#### Provided information
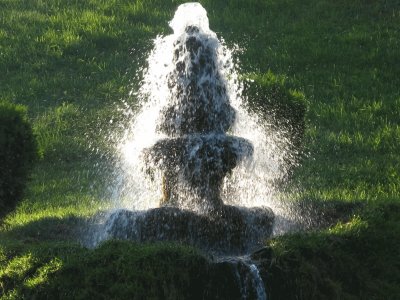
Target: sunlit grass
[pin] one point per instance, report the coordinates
(72, 62)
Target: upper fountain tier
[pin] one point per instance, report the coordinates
(198, 100)
(189, 14)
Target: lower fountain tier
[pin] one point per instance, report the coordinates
(233, 230)
(196, 163)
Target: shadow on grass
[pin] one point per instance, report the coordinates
(355, 259)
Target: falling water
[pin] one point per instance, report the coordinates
(251, 182)
(261, 154)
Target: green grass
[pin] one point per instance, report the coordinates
(72, 62)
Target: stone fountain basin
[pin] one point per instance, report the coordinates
(230, 229)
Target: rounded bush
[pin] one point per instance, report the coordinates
(18, 150)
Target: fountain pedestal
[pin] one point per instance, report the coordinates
(195, 156)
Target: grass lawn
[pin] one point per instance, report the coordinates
(73, 63)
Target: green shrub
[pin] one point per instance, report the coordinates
(17, 153)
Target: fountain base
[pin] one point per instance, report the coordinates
(233, 230)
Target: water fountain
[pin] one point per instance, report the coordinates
(193, 152)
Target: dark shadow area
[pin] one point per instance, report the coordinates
(358, 259)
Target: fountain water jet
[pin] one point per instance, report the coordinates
(187, 150)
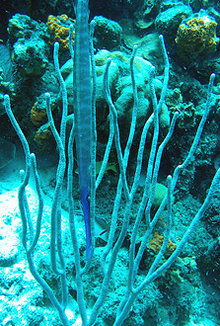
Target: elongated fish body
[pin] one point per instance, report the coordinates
########
Your instructions: Rewrite every line of the data above, requests included, and scale each point coordinate in the answers by 0.5, rounding to the nearest whole number with halves rounded up. Leave the pictures out of your answer.

Correct answer:
Target: sunlit grass
[pin] one point per instance, report the coordinates
(36, 31)
Target: upper fountain tier
[pin] one point per instance, report the coordinates
(99, 50)
(95, 7)
Target: lower fountain tier
[pin] one point per instance, report the coordinates
(117, 115)
(98, 82)
Target: shadow on grass
[pin] one point per instance, report the coordinates
(178, 130)
Target: falling water
[pin] one point per instance, report the coordinates
(126, 91)
(131, 77)
Target: green grass
[pin] one point per instance, report the coordinates
(36, 31)
Target: stone fountain basin
[pin] one point per instance, report the coordinates
(115, 115)
Target: rounded bush
[pin] one point per instance, report the coordinates
(9, 75)
Target: fountain pedestal
[pin] one point per instance, report the coordinates
(98, 78)
Target: grass lawn
[pin] one point per instance, report the coordinates
(37, 32)
Target: green shrub
[pin] one point per instance, report the coordinates
(9, 77)
Target: fountain base
[pin] one point per instance, report the coordinates
(117, 115)
Target: water fountain
[pin] one point per instance, report the coordinates
(97, 76)
Target: dark shadow area
[pin] one point per instance, report the coordinates
(179, 130)
Target: fountain water jet
[pin] one point per instance, report the coordinates
(94, 75)
Target: elongated fish body
[pin] one point per instance, report the coordinates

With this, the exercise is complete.